# [EXERCISE GOAL]
Return the records that follow unaltered. Omit every picture.

# [DATA PROVIDED]
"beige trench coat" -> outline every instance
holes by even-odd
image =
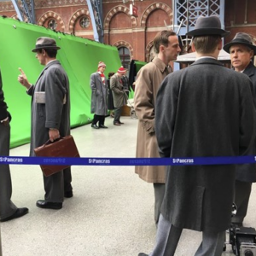
[[[172,72],[158,57],[143,67],[136,80],[134,107],[138,117],[136,157],[160,157],[154,134],[154,102],[158,89]],[[164,183],[165,166],[135,166],[135,172],[148,183]]]

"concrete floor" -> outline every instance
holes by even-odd
[[[72,130],[83,157],[134,157],[137,119],[123,117],[122,126]],[[11,150],[27,156],[29,145]],[[154,243],[154,190],[134,173],[134,166],[73,166],[74,196],[61,210],[40,209],[44,198],[39,166],[11,166],[13,201],[29,213],[1,224],[3,256],[137,256]],[[256,227],[256,189],[253,186],[246,226]],[[176,256],[192,256],[200,232],[184,230]],[[230,246],[223,255],[234,255]]]

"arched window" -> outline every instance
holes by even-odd
[[[90,19],[85,15],[81,17],[79,25],[82,28],[87,28],[90,26]]]
[[[122,62],[122,66],[125,68],[129,69],[131,63],[131,55],[129,49],[126,47],[119,47],[119,53]]]
[[[55,30],[57,27],[57,21],[55,19],[50,19],[48,21],[48,27],[51,30]]]

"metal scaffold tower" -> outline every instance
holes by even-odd
[[[86,0],[92,23],[94,39],[103,43],[102,0]]]
[[[12,3],[20,20],[36,23],[33,0],[12,0]]]
[[[178,27],[184,46],[190,43],[185,34],[195,28],[199,16],[217,15],[224,25],[224,0],[173,0],[172,10],[173,27]]]

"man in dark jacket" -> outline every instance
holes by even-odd
[[[10,113],[7,111],[2,90],[2,78],[0,73],[0,155],[9,155],[10,138]],[[4,222],[21,217],[28,212],[28,209],[17,208],[11,201],[12,181],[9,165],[0,165],[0,220]]]
[[[217,15],[199,17],[188,32],[196,61],[169,74],[157,95],[155,134],[161,157],[236,156],[247,154],[253,143],[252,82],[217,60],[221,38],[228,33]],[[195,256],[220,256],[235,177],[235,165],[167,166],[156,244],[149,255],[173,256],[183,229],[189,229],[202,231]]]
[[[252,61],[256,55],[256,46],[253,44],[251,37],[247,33],[236,33],[233,40],[224,46],[224,49],[230,54],[231,64],[235,71],[243,73],[249,77],[253,84],[254,93],[256,93],[256,67]],[[252,154],[255,154],[253,148],[252,148]],[[231,222],[237,227],[242,225],[247,215],[252,183],[255,181],[255,165],[237,166],[235,193],[237,212],[231,219]]]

# [SOLUTION TO THE PROBLEM]
"beige trench coat" -> outline every instance
holes by even-odd
image =
[[[172,72],[158,57],[143,67],[136,80],[134,107],[138,117],[136,157],[160,157],[154,134],[154,102],[158,89]],[[164,183],[165,166],[135,166],[135,172],[148,183]]]

"concrete floor" -> outline every instance
holes by even-odd
[[[72,130],[83,157],[134,157],[137,119],[123,117],[122,126]],[[11,150],[27,156],[29,145]],[[154,243],[154,190],[134,173],[134,166],[73,166],[74,196],[61,210],[40,209],[44,198],[39,166],[11,166],[13,201],[29,213],[1,224],[3,256],[137,256]],[[256,227],[256,189],[253,186],[246,226]],[[176,256],[192,256],[200,232],[184,230]],[[230,246],[223,255],[234,255]]]

"arched window" -> outline every instance
holes by even-odd
[[[90,19],[85,15],[81,17],[79,25],[82,28],[87,28],[90,26]]]
[[[122,62],[122,66],[125,68],[129,69],[131,63],[131,55],[129,49],[126,47],[119,47],[119,53]]]
[[[55,30],[57,27],[57,21],[55,19],[50,19],[48,21],[48,27],[51,30]]]

"metal scaffold tower" -> outline every instance
holes by even-odd
[[[86,0],[92,23],[94,39],[103,43],[102,0]]]
[[[12,3],[20,20],[36,23],[33,0],[12,0]]]
[[[178,27],[184,46],[190,43],[185,34],[195,28],[199,16],[217,15],[224,25],[224,0],[173,0],[172,10],[173,27]]]

"man in dark jacket" -> outline every instance
holes by even-odd
[[[10,113],[7,111],[2,90],[2,78],[0,73],[0,155],[9,155],[10,138]],[[4,222],[21,217],[28,212],[28,209],[17,208],[11,201],[12,181],[9,165],[0,165],[0,220]]]
[[[217,15],[199,17],[188,32],[196,61],[169,74],[157,95],[155,134],[161,157],[236,156],[247,154],[253,143],[252,82],[217,60],[221,38],[228,33]],[[195,256],[220,256],[235,177],[235,165],[167,166],[156,244],[149,255],[173,256],[183,229],[189,229],[202,231]]]
[[[252,61],[256,55],[256,46],[253,44],[251,37],[247,33],[236,33],[233,40],[224,46],[224,49],[230,54],[231,64],[235,71],[243,73],[249,77],[253,84],[254,93],[256,93],[256,67]],[[252,154],[255,154],[253,148],[252,148]],[[231,222],[237,227],[242,225],[247,215],[252,183],[255,181],[255,165],[237,166],[235,193],[237,212],[231,219]]]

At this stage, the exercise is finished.